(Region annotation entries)
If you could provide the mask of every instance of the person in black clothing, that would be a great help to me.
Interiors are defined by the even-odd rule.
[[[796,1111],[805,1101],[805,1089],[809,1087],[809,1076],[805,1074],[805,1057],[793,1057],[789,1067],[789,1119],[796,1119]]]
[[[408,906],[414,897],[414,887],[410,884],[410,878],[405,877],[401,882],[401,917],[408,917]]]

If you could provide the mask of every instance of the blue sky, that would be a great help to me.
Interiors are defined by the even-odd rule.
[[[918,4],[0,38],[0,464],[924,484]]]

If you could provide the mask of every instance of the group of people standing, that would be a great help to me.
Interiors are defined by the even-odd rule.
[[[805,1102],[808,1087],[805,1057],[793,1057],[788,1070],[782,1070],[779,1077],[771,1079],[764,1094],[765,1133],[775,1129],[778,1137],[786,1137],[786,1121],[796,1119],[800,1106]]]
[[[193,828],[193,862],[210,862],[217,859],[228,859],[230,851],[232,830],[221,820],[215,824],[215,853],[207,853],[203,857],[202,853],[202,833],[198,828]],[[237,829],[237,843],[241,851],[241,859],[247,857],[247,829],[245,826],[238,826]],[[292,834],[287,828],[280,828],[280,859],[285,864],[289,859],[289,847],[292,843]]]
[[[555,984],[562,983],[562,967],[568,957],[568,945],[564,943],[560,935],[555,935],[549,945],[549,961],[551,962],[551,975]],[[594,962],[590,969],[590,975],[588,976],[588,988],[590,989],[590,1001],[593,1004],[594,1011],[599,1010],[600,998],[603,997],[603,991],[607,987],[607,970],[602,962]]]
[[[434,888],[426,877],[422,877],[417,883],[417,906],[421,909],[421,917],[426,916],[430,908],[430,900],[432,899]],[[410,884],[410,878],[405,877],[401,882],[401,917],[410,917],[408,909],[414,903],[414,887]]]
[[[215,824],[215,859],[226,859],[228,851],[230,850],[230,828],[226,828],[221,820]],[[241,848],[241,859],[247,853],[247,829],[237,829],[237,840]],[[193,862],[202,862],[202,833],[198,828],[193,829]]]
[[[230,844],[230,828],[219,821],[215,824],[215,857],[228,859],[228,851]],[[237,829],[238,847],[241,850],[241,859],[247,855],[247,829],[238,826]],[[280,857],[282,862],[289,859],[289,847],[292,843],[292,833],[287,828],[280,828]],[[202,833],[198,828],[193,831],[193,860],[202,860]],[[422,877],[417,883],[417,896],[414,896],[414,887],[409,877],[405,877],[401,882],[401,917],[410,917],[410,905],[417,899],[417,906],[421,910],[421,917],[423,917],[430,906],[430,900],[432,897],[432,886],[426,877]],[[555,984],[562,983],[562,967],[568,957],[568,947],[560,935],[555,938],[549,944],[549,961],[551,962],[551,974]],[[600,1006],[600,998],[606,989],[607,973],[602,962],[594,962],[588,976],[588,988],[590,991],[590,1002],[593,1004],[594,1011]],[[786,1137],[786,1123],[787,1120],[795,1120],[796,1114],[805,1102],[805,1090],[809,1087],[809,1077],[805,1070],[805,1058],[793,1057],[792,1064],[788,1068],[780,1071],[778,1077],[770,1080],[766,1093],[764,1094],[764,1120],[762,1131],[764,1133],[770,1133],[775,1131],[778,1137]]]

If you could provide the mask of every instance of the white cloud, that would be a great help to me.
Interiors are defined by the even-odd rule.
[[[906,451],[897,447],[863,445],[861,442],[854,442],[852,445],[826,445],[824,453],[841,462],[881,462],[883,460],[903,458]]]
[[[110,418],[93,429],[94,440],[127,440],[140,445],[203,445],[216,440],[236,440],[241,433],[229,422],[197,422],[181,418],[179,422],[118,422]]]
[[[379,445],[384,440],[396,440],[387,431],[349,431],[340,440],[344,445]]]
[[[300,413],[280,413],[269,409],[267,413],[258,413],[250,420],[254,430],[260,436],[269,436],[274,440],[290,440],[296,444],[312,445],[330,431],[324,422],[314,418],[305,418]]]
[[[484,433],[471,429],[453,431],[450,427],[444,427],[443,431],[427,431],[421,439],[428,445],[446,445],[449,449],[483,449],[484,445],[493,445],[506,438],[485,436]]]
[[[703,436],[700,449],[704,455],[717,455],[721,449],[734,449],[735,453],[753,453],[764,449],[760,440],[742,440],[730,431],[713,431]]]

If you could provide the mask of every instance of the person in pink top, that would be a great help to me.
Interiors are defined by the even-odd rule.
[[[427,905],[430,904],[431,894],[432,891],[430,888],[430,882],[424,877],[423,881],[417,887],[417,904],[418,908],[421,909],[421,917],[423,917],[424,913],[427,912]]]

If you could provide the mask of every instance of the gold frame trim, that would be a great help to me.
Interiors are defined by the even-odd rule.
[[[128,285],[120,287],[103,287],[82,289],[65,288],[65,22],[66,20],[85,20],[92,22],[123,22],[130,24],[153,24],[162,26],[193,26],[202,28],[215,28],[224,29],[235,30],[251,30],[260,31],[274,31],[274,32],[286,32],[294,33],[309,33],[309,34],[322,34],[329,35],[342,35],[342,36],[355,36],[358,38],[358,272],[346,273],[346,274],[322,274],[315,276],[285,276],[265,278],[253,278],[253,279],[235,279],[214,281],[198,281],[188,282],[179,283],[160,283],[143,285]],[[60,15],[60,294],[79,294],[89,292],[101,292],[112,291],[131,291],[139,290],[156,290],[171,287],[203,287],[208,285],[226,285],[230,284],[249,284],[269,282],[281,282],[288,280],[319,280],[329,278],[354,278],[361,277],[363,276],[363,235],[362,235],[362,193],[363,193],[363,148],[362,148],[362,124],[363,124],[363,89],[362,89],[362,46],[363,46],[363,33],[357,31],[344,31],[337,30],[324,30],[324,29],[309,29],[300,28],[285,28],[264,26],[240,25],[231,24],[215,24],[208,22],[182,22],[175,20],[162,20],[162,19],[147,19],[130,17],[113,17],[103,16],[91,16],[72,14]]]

*Given task*.
Scale the lines from the one containing "of the gold" through the end of the items by 2.15. Copy the requests unchanged, multiply every coordinate in the answers by 2.15, and round each result to a whole number, with halves rounding up.

*Task answer*.
If you could provide the mask of every instance of the gold frame trim, that would be a great help to me.
Interiors are defined by the even-odd rule.
[[[275,613],[258,617],[221,617],[176,621],[140,619],[140,47],[142,43],[183,43],[198,47],[264,47],[280,52],[329,52],[348,56],[415,56],[434,60],[462,60],[482,62],[505,65],[540,65],[559,67],[589,67],[589,69],[615,69],[632,71],[664,71],[664,73],[692,73],[707,75],[735,75],[735,77],[763,77],[770,82],[770,585],[744,587],[744,589],[692,589],[677,593],[613,593],[570,598],[544,598],[544,600],[505,600],[460,604],[426,604],[404,606],[385,608],[344,608],[307,613]],[[129,32],[129,632],[170,632],[191,628],[217,628],[241,626],[282,626],[299,624],[335,624],[368,617],[436,617],[447,613],[486,613],[495,611],[535,611],[578,606],[604,606],[619,602],[686,602],[707,598],[761,598],[776,596],[780,593],[780,505],[778,505],[778,415],[780,415],[780,318],[778,318],[778,267],[780,267],[780,191],[778,191],[778,99],[780,99],[780,71],[768,67],[740,67],[725,65],[697,65],[697,62],[664,62],[645,60],[613,60],[568,56],[516,54],[497,52],[462,52],[447,47],[391,47],[376,43],[348,43],[348,41],[316,41],[280,37],[243,37],[221,34],[196,34],[155,30]]]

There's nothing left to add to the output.